---------- Extract provided
GENEVA (Reuters) - Syrian forces have bombed civilian areas in collective punishment for allegedly harboring opposition forces, made mass arrests and executed people in Homs, United Nations investigators said on Monday.
Paulo Pinheiro, addressing the U.N. Human Rights Council on behalf of an independent panel, said those who committed such crimes must face justice. He did not name any suspects.
But the three-member panel said last month it had drawn up a confidential list of suspects alleged to be behind documented crimes against humanity, including murder and torture, for future prosecution by a credible body.
A month of unrelenting shelling by Syrian forces had brought death and destruction to the Baba Amr district of Homs, Pinheiro, the panel’s chairman, said.
“Those who fled the area reported summary executions and mass arbitrary arrest campaigns,” he said in a speech to the 47-member forum in Geneva.
Pinheiro told Reuters: “These are the allegations we have received regarding government forces.”
The human rights and humanitarian situation was becoming bleaker day by day in Homs, Idlib, Hama, rural Damascus and Deraa, he said, calling for aid workers to have access.
“We continue to receive reports of an intensification of violence in Idlib and elsewhere,” he told a news briefing.
Force used by the government against armed groups had often led to “collective punishment of civilians”, Pinheiro said.
--------------------
---------- Recorded data
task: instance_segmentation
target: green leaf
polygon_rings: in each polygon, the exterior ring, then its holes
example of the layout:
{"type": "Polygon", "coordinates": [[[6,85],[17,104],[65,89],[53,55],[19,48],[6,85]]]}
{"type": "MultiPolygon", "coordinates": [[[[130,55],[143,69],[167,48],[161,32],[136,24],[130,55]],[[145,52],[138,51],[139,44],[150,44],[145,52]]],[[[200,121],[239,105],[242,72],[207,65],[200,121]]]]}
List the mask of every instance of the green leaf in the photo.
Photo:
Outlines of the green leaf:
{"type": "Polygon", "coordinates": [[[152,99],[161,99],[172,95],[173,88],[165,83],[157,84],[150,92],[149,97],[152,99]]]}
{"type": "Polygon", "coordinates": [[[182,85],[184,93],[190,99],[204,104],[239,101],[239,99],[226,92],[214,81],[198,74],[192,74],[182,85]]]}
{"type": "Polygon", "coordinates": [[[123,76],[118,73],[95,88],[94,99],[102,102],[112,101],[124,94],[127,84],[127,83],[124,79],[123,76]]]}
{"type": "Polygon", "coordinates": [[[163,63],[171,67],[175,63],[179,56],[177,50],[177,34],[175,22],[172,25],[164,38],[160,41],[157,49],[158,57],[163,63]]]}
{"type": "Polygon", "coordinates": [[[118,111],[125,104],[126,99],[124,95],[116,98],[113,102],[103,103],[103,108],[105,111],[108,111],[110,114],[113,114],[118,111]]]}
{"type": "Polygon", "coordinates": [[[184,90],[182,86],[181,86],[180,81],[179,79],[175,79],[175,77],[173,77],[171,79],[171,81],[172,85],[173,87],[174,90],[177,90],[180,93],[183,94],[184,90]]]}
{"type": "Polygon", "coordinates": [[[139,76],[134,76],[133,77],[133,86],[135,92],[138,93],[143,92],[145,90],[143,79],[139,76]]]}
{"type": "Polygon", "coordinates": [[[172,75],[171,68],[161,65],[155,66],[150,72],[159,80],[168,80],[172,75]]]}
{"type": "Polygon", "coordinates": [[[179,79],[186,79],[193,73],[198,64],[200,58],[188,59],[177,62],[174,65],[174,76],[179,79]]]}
--------------------
---------- Recorded data
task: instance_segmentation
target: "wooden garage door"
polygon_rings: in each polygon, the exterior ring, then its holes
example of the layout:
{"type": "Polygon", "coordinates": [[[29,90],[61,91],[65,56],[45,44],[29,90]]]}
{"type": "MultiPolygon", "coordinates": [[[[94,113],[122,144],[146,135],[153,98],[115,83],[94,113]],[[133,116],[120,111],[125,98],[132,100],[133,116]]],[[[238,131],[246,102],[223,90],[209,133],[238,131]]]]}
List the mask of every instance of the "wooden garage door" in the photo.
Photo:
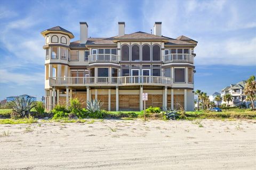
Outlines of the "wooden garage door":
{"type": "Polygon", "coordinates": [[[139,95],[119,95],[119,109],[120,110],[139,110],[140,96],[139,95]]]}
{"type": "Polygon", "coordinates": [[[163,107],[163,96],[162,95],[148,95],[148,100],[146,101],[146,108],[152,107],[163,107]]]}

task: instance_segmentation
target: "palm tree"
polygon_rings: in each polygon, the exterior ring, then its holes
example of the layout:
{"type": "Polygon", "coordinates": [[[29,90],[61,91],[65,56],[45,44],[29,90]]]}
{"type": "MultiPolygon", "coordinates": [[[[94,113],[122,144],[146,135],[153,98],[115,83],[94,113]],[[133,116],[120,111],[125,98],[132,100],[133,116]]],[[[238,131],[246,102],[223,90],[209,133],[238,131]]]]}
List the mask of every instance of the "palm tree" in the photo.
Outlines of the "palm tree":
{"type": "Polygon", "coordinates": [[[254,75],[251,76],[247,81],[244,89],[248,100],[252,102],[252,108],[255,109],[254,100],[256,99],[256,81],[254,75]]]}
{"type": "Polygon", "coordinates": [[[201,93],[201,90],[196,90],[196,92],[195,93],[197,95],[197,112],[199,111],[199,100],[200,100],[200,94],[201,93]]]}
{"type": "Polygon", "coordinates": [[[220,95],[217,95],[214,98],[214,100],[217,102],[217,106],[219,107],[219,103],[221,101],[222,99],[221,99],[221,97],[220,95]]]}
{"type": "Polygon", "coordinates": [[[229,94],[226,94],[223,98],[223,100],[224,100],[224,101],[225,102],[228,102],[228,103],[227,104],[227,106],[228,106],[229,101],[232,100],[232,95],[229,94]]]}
--------------------
• _What is asked_
(a) According to the Reuters report on Syria, in which places did Pinheiro say the human rights and humanitarian situation was "becoming bleaker day by day"? List each one.
(b) Extract every line of the records that contains the string "Outlines". Case counts.

• _Solutions to the exercise_
(a) Homs, Idlib, Hama, rural Damascus, Deraa

(b)
Outlines of the green leaf:
Outlines of the "wooden garage door":
Outlines of the "palm tree":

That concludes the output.